The mock review service used internally by AgentTestHarness:

class _MockReviewService:
    """Auto-approves all submitted review items for use in tests."""

    def submit(self, item_type, payload, submitter, priority="normal"):
        item_id = str(uuid4())
        return ReviewItem(
            id=item_id,
            item_type=item_type,
            payload=payload,
            submitter=submitter,
            status=ReviewStatus.APPROVED,
            submitted_at=datetime.utcnow(),
            reviewed_by="mock-reviewer",
            reviewed_at=datetime.utcnow(),
        )

    def get(self, review_id: str) -> ReviewItem:
        return ReviewItem(status=ReviewStatus.APPROVED, ...)

    def reject(self, review_id: str, reason: str, reviewer: str) -> None:
        pass   # no-op in mock

Policy Override Support

AgentTestHarness exposes set_policy_override() for testing custom permission configurations:

harness = AgentTestHarness(trust_level="untrusted_external")

* [Directive 1]: Write out the stretch of the AgentTestHarness documentation from "The mock review" through "item_id = str(uuid4())", keeping every character and line break unchanged.
* [Directive 2]: Continue the AgentTestHarness documentation, starting right after its final line of code.

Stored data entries
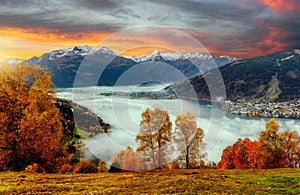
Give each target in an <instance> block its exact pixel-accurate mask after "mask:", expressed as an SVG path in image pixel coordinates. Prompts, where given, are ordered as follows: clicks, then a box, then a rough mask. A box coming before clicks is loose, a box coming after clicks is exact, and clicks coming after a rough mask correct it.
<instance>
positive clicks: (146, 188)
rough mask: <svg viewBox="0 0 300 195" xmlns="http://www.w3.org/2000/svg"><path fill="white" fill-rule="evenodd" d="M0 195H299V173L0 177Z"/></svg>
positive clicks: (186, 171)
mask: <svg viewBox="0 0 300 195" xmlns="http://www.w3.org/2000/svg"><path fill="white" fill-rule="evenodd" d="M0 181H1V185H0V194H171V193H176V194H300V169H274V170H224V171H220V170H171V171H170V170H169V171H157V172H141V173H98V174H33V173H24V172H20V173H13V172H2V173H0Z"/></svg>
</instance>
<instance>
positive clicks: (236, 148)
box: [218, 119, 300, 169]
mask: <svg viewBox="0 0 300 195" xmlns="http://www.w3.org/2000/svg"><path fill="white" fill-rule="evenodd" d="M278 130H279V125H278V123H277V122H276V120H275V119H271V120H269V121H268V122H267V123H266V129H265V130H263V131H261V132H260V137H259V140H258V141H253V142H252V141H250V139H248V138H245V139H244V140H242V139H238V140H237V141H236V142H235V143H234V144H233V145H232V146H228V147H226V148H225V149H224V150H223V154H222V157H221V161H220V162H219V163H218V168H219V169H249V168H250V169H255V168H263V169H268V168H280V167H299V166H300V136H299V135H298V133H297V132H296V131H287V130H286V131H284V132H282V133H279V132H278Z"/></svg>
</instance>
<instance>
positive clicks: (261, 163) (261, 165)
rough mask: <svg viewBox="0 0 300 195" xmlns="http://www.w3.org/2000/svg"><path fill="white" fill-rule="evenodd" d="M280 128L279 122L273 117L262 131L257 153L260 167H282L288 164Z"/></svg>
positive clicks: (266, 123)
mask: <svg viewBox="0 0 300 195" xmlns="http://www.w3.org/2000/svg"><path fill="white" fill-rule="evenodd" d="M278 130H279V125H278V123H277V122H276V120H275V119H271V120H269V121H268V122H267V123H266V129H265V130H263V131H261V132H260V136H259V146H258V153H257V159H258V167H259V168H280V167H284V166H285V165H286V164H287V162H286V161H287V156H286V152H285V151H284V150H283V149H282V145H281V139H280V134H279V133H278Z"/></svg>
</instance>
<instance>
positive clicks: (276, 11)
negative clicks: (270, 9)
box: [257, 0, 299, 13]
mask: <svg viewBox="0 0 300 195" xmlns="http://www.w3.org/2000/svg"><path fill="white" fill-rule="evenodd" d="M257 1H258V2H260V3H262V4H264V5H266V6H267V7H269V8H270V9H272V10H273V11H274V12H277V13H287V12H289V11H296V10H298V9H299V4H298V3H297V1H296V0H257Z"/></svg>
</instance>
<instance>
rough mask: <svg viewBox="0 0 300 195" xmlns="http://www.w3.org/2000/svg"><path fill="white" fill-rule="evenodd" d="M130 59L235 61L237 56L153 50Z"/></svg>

* [Task output 1]:
The mock review service used internally by AgentTestHarness:

class _MockReviewService:
    """Auto-approves all submitted review items for use in tests."""

    def submit(self, item_type, payload, submitter, priority="normal"):
        item_id = str(uuid4())

* [Task output 2]:
# Grant a normally-blocked action for this test
harness.set_policy_override(
    agent_id="test-agent",
    action_type=AgentActionType.export,
    allowed=True,
)

result = harness.run_action(
    agent_id="test-agent",
    action_type=AgentActionType.export,
    target_ref="bundle--xyz",
    impact_level="medium",
)
assert result["status"] == "approved"

Package Layout

gnat/testing/
├── __init__.py          # Exports: SimulationConnector, ReplayRunner, AgentTestHarness
└── simulation.py        # All three components in one module

The gnat/testing/ package is part of the [dev] extras group and is not included in the core install:

[project.optional-dependencies]
dev = [
    # ... existing dev deps ...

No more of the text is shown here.